[Referring expression pointing data]
● ● ●

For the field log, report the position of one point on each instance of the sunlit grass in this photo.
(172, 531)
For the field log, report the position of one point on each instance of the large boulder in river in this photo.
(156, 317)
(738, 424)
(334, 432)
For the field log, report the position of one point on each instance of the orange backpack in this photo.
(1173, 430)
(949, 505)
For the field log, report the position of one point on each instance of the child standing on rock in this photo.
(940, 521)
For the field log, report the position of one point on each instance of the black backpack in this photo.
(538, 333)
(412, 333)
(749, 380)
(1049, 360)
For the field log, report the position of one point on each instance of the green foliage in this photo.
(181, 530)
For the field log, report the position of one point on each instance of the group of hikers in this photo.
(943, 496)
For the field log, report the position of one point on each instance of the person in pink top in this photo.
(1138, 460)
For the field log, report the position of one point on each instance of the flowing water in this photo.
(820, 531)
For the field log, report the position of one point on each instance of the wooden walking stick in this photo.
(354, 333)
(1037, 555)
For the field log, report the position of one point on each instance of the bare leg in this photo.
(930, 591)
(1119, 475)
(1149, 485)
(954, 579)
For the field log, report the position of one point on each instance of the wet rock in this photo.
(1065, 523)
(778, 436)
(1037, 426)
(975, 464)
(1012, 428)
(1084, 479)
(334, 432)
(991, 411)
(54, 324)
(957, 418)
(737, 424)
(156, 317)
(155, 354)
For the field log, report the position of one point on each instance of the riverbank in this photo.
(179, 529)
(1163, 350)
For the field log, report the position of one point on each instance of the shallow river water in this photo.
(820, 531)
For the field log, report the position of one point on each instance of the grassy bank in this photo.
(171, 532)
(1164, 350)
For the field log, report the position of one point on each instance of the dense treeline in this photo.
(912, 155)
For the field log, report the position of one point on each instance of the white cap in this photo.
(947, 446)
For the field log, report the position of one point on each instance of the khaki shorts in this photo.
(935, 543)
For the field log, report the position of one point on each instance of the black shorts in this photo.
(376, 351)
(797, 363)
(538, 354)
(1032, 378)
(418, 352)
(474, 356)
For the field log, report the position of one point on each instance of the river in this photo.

● ● ●

Reproduce exactly the line that holds "black shorts in this photo.", then every line after it, ending with the final line of the records above.

For the field log, report the position of one point on each instance of the black shorts in this photo.
(376, 351)
(797, 363)
(538, 354)
(1032, 378)
(418, 352)
(474, 356)
For the field log, report the position of one point on each instance of the river in this photo.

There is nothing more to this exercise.